- _Request_
Put every line of the rows below into a Markdown table with the columns Line and Text, numbering the lines in order and skipping blank ones.

[Dataset rows showing where objects appear]
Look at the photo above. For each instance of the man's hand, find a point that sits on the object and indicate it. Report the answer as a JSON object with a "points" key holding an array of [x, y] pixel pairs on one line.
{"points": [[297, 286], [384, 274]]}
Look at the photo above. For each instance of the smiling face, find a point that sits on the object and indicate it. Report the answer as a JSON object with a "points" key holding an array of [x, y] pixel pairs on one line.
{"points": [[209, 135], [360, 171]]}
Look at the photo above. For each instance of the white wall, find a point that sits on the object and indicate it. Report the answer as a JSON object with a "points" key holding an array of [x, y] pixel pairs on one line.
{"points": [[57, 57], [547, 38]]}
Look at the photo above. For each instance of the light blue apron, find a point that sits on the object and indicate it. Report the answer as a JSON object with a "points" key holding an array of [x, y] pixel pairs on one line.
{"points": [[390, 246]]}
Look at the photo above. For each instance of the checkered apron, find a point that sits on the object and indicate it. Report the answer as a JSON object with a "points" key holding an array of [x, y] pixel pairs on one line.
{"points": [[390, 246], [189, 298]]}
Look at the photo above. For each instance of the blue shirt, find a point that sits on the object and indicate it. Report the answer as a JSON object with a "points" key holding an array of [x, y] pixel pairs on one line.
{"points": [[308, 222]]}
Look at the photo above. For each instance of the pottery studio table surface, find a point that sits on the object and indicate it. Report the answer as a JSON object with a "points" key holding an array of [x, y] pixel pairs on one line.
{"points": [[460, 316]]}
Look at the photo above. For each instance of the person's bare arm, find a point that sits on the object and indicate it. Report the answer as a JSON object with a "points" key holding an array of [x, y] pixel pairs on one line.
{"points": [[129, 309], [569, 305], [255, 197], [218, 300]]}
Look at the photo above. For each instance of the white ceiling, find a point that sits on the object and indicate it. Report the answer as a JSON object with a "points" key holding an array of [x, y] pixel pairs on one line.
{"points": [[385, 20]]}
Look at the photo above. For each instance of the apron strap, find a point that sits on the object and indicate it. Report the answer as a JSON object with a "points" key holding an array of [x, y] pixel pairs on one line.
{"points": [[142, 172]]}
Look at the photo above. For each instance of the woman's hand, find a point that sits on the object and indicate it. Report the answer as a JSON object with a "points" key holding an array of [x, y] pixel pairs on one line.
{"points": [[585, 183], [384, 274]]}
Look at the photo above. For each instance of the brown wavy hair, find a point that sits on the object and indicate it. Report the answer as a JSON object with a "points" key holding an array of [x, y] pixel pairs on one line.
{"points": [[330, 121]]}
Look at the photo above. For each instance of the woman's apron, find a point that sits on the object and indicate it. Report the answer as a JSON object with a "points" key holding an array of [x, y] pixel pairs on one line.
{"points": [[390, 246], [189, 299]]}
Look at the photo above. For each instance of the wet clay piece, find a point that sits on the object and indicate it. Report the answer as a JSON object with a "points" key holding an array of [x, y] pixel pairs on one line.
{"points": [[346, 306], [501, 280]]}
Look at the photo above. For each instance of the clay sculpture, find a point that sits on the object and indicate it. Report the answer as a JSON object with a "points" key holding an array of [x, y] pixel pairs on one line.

- _Solution to the problem_
| Line | Text |
|---|---|
| 1 | Look at the photo above. For each instance of the man's hand, find a point that sits on the object and indicate it. Report the answer as a JSON object with a "points" key holding an array of [x, y] pixel pairs on one line. |
| 2 | {"points": [[297, 286], [384, 274]]} |
| 3 | Look at the photo above. For each instance of the smiling face, find a point that sits on the object and indicate it. Report the answer as a JSON object with a "points" key holding an array of [x, y] pixel pairs on one line. |
| 4 | {"points": [[209, 135], [360, 171]]} |
| 5 | Look at the photo above. For each instance of the white wall, find a point that sits on the object and indicate it. Report the answer as a JSON object with a "points" key holding an array of [x, y] pixel pairs on one line. |
| 6 | {"points": [[57, 57], [547, 38]]} |
| 7 | Look at the photo above. For each instance of the light blue apron, find a point that sits on the object and indicate it. Report the answer as a JSON object with a "points" key holding an array of [x, y] pixel pairs on one line. |
| 8 | {"points": [[390, 246]]} |
| 9 | Look at the photo above. For each instance of the checkered apron, find a point that sits on the object and indicate it. Report the answer as a JSON object with a "points" key holding an array of [x, y] pixel pairs on one line. |
| 10 | {"points": [[390, 246], [189, 298]]} |
| 11 | Look at the photo above. For each instance of the blue shirt, find a point that sits on the object and indicate it. Report the answer as a JSON object with a "points" key holding an array of [x, y] pixel pairs on one line. |
| 12 | {"points": [[308, 222]]} |
| 13 | Look at the photo above. For each instance of the pottery studio table surface, find a point that sits on the object and indicate it. Report the answer as a JSON object with a "points" key holding an array of [x, y] pixel pairs on one line. |
| 14 | {"points": [[460, 316]]} |
| 15 | Look at the photo above. For each instance of the person's bare arm, find a point that sits on the object and indicate it. Report the answer as a JSON object with a "points" key holding an array of [x, y] pixel pairs on one line. |
| 16 | {"points": [[129, 309], [569, 305], [255, 197], [218, 300]]} |
| 17 | Look at the photo above. For each instance of the white ceiling, find a point that sits on the object and indicate it. Report the answer as a JSON object with a "points" key holding an array of [x, y] pixel pairs on one line. |
| 18 | {"points": [[385, 20]]} |
| 19 | Look at the photo above. For each instance of the apron strap, find a point that sits on the object and indicate it. Report the answer as a JSON object with a "points" key holding an array of [x, y] pixel pairs on one line. |
| 20 | {"points": [[142, 172]]} |
| 21 | Look at the photo above. For each instance of the woman's hand, find a point that sits on the object and indicate it. Report the answer as a JSON object with a "points" key holding an array of [x, y] pixel pairs on one line. |
| 22 | {"points": [[585, 183], [384, 274]]} |
| 23 | Look at the photo above. For each instance of the brown wavy hair, find a point that sits on the object and indicate it. Report the answer as a JSON object with a "points" key holding an array of [x, y] pixel pairs on one line. |
| 24 | {"points": [[330, 121]]} |
| 25 | Look at the photo above. For each instance of the woman's apron, find a point that sits on the object and indicate it. Report the answer as a JSON object with a "points" key holding an array of [x, y] pixel pairs on one line. |
| 26 | {"points": [[390, 246], [189, 299]]} |
| 27 | Look at the photo above. For each instance of the wet clay piece, find a point that sits on the object and indicate it. Report the answer as a JSON object with a "points" key holding an array of [x, y] pixel pairs on one line. |
| 28 | {"points": [[346, 306], [501, 280]]} |
| 29 | Look at the photo above. For each instance of the clay sculpture, find a point that sits on the object and indicate it. Report the answer as a JSON object with a "points" key holding an array of [x, y] pixel pairs on one line. |